--- Source information ---

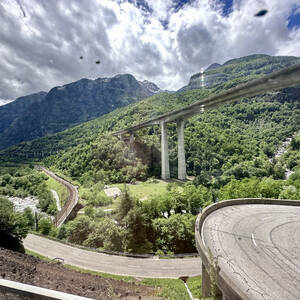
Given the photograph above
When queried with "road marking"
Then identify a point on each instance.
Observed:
(253, 240)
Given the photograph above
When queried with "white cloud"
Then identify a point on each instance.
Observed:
(43, 49)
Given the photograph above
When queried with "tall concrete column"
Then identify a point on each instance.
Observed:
(165, 166)
(181, 153)
(206, 284)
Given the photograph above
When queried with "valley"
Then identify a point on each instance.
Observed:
(230, 153)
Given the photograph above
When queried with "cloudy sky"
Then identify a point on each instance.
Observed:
(45, 43)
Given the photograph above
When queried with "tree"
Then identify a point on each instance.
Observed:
(126, 204)
(175, 234)
(106, 234)
(136, 237)
(45, 226)
(13, 226)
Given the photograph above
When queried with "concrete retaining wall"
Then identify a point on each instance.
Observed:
(34, 292)
(224, 283)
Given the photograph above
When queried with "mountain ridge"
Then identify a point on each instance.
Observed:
(42, 113)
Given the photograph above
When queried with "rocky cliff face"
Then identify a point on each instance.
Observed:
(43, 113)
(238, 69)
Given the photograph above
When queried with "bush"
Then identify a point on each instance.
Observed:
(45, 226)
(13, 226)
(79, 229)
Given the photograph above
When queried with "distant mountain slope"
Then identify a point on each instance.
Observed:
(132, 114)
(37, 115)
(5, 101)
(238, 70)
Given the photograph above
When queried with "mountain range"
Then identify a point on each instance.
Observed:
(64, 107)
(40, 114)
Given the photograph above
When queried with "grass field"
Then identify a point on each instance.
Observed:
(145, 190)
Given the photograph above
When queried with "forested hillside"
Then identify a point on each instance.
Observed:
(229, 152)
(236, 140)
(37, 115)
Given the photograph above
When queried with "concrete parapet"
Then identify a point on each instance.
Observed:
(34, 292)
(224, 283)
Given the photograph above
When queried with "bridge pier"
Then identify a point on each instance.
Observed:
(206, 284)
(165, 166)
(181, 152)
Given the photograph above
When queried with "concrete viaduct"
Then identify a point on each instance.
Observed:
(287, 77)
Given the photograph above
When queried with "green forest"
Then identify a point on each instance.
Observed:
(230, 153)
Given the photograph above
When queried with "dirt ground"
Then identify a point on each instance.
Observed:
(30, 270)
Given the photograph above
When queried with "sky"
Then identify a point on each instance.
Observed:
(50, 43)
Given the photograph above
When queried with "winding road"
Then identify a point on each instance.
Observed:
(258, 248)
(120, 265)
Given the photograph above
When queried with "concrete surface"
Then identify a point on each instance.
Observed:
(56, 197)
(137, 267)
(35, 292)
(284, 78)
(258, 247)
(112, 192)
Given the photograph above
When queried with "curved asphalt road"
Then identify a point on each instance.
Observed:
(258, 247)
(121, 265)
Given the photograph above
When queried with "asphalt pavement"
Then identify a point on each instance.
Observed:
(121, 265)
(258, 248)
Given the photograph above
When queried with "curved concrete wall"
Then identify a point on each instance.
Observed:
(224, 283)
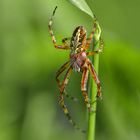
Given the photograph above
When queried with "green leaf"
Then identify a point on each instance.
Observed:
(83, 6)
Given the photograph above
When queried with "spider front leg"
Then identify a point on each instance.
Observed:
(96, 79)
(63, 46)
(59, 72)
(99, 50)
(84, 88)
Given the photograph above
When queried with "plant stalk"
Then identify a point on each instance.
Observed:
(93, 91)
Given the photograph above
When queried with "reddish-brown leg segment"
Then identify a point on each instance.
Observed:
(89, 39)
(84, 88)
(94, 75)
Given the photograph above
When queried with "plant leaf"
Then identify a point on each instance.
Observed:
(83, 6)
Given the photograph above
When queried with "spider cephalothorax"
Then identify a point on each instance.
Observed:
(79, 62)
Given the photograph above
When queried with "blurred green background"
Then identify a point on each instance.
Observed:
(29, 107)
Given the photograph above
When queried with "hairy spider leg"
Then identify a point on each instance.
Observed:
(59, 72)
(62, 103)
(64, 45)
(84, 88)
(89, 39)
(95, 77)
(99, 50)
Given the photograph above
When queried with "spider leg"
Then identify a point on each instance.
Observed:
(99, 50)
(96, 79)
(95, 33)
(63, 46)
(61, 101)
(84, 88)
(59, 72)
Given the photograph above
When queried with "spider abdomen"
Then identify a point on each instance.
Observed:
(78, 39)
(78, 60)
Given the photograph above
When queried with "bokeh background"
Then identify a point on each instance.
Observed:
(29, 107)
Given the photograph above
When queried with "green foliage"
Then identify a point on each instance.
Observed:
(29, 107)
(82, 5)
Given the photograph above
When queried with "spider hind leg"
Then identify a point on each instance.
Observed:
(62, 91)
(84, 89)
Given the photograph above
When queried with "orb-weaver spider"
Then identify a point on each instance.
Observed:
(78, 62)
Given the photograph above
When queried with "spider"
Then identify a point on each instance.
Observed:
(78, 61)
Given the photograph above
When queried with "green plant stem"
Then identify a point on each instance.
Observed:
(93, 91)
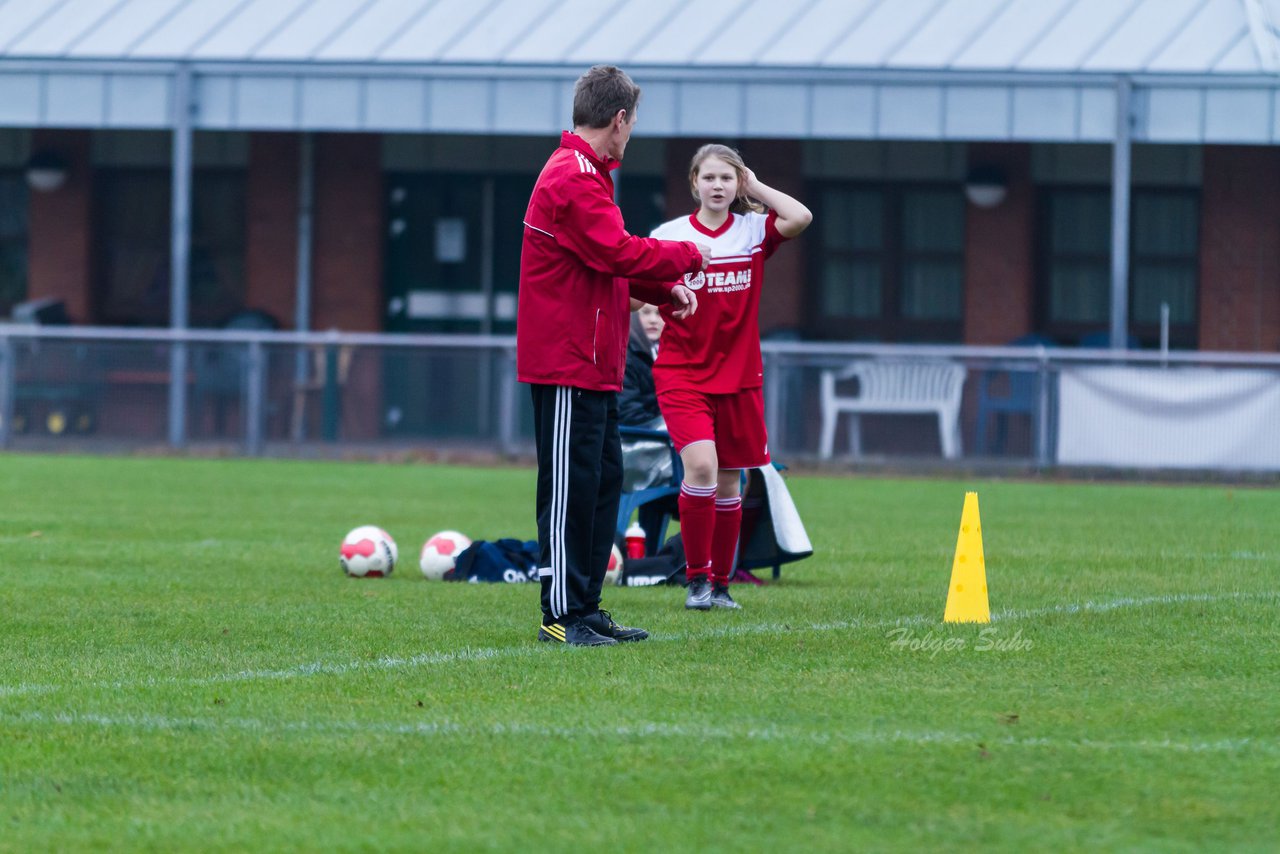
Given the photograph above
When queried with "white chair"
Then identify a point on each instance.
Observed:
(892, 388)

---

■ Problem to work on: Retype every record above word for word, leaving out any pictures.

■ Task answer:
Given the photograph above
When queried with "road marking"
Then identify a point on each instance.
Observed:
(253, 240)
Given the photograph above
When queried with "white cloud"
Then identify a point on each instance.
Observed:
(43, 49)
Given the photograph above
When queried with "tall concrete column"
Then identify a point on each instance.
Observed:
(165, 166)
(181, 153)
(206, 284)
Given the photograph above
When queried with "valley"
Then identify a point on each instance.
Observed:
(230, 153)
Given the photograph above
When queried with "cloudy sky"
Then identify a point on each instance.
Observed:
(45, 43)
Given the photograph above
When queried with "tree"
Then identify a point on each instance.
Observed:
(126, 204)
(175, 234)
(106, 234)
(136, 237)
(45, 226)
(13, 226)
Given the photograph above
When queried with "concrete retaining wall"
Then identify a point on each instance.
Observed:
(34, 292)
(224, 283)
Given the photograph above
When queried with "mountain ridge"
Then identify a point on each instance.
Observed:
(42, 113)
Given the photograph above
When queried with "rocky cliff face"
Then identify a point on each instance.
Observed:
(43, 113)
(238, 69)
Given the photograph above
When queried with "bush"
Then identify a point on each instance.
Observed:
(45, 226)
(13, 226)
(79, 229)
Given the photograph above
When queried with "distant mountain slope"
Then identify a point on each instance.
Observed:
(132, 114)
(37, 115)
(5, 101)
(238, 70)
Given the photograph above
When queried with "mountain range"
Then identify a point on each instance.
Observed:
(64, 107)
(40, 114)
Given the photograph above
When queried with "grass field"
Then identify a point on each instance.
Observed:
(145, 190)
Given the photograph above
When queried with "forested hillside"
Then identify a point on each instance.
Observed:
(229, 152)
(236, 140)
(37, 115)
Given the photograph above
When queried with "concrete parapet"
Then identify a point on each instance.
Observed:
(34, 292)
(224, 283)
Given the photograph above
When queried with "bridge pier"
Then identify a point on each instance.
Observed:
(206, 284)
(165, 166)
(181, 152)
Given the photograph above
When queried with "concrete viaduct"
Then identify a point on each instance.
Observed:
(287, 77)
Given the photograph above
When queried with "green forest"
Then identify a point on each instance.
Observed:
(230, 153)
Given the photograph above
When queried with "dirt ground"
Then identify a point on each instance.
Observed:
(30, 270)
Given the photograph above
When queried with "sky"
Then identify a point on each instance.
Observed:
(50, 43)
Given the photograph above
When queried with "winding road"
Then identify a point on each instance.
Observed:
(258, 248)
(120, 265)
Given the photograph above
When queried with "concrete surface"
Then identify a point on each instance.
Observed:
(56, 197)
(137, 267)
(35, 292)
(284, 78)
(258, 247)
(112, 192)
Given the photograph above
When queried with "curved asphalt road"
Then identify a point on each instance.
Observed:
(258, 247)
(121, 265)
Given the photograph above
When queried with "asphalt pavement"
Then identify a point on each instance.
Observed:
(121, 265)
(258, 248)
Given the photograph above
When queried with "curved concrete wall"
Then identify a point on each instance.
Observed:
(224, 283)
Given the photograph above
When queried with "green leaf"
Then identify a point on each instance.
Observed:
(83, 6)
Given the photograph above
When queried with "spider front leg"
Then identify a point on each instance.
Observed:
(96, 79)
(63, 46)
(59, 72)
(99, 50)
(84, 88)
Given the photograph above
When queried with "plant stalk"
Then identify a point on each instance.
Observed:
(93, 91)
Given the photograph above
When queried with "reddish-brown leg segment"
Then identify a point on each instance.
Observed:
(89, 39)
(84, 88)
(94, 75)
Given the photograph above
When queried with "plant leaf"
Then identify a point on each instance.
Observed:
(83, 6)
Given the photograph above
When queried with "spider cephalothorax"
Then identify a point on each instance.
Observed:
(79, 62)
Given the photograph above
When queried with "blurred green background"
Then identify a point on each instance.
Observed:
(29, 107)
Given the photograph above
When queried with "hairy spider leg"
Then identify a point on each instance.
Observed:
(59, 72)
(62, 103)
(64, 45)
(84, 88)
(89, 39)
(95, 77)
(99, 50)
Given the photograph above
When queried with "spider leg"
Then identify a point on each instance.
Observed:
(99, 50)
(96, 79)
(95, 33)
(63, 46)
(61, 101)
(84, 88)
(59, 72)
Given the photograph above
When queried with "spider abdomen"
Then identify a point on each instance.
Observed:
(78, 39)
(78, 60)
Given the photograph above
When queried with "bokeh background"
Then identify a point on each instance.
Observed:
(29, 107)
Given the photograph above
When queried with "green foliage"
Then identify a point on each instance.
Observed:
(29, 107)
(82, 5)
Given the photograph above
When queried with "spider hind leg"
Then identify a point on each instance.
Observed:
(62, 91)
(84, 89)
Given the photograph above
When queried with "orb-weaver spider"
Then identify a point on each instance.
Observed:
(78, 62)
Given the photograph above
When queried with "spider"
Then identify a point on each instance.
Observed:
(78, 61)
Given the photograph above
When queried with "green plant stem"
Then identify a point on each instance.
Observed:
(93, 91)
Given the photograph above
When queried with "white chair"
Then identify a point on each instance.
Observed:
(892, 388)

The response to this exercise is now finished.